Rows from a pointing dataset
○ ○ ○
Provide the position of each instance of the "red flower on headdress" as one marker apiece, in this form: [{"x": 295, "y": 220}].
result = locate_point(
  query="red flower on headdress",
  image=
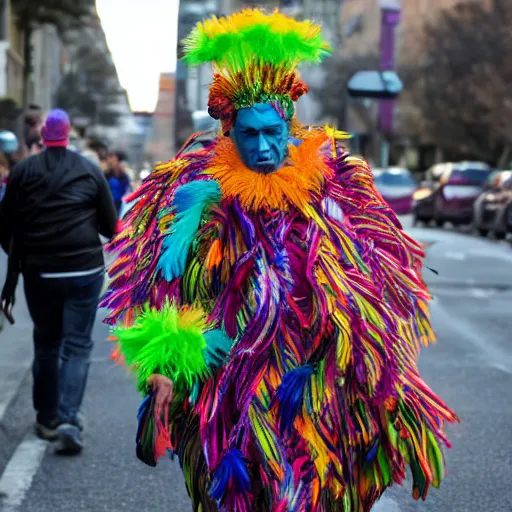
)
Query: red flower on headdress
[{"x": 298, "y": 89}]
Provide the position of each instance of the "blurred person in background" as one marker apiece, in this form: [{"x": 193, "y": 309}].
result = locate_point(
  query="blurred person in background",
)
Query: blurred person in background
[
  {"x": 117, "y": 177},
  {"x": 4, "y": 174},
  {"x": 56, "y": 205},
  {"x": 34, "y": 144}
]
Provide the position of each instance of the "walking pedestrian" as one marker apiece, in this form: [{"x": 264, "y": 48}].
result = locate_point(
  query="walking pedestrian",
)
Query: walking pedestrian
○ ○ ○
» **Task directions**: Write out all of the material above word for word, leaving out the pictures.

» **Output for this task**:
Provide the position of each instance of the "red flower on headdress" as one marker apiece, in this form: [{"x": 295, "y": 220}].
result = locate_point(
  query="red flower on headdress",
  image=
)
Query: red flower on headdress
[{"x": 298, "y": 89}]
Provide the position of each instance of the "blurred person in background" as one marker apiece, in this form: [{"x": 193, "y": 309}].
result = locate_point(
  query="blurred person in background",
)
Query: blurred person in background
[
  {"x": 117, "y": 177},
  {"x": 4, "y": 174},
  {"x": 56, "y": 205},
  {"x": 34, "y": 144}
]
Provide the position of each instance of the "walking pedestrian" as one marker apiece, in this form: [{"x": 264, "y": 48}].
result = locate_point(
  query="walking pedestrian",
)
Query: walking pedestrian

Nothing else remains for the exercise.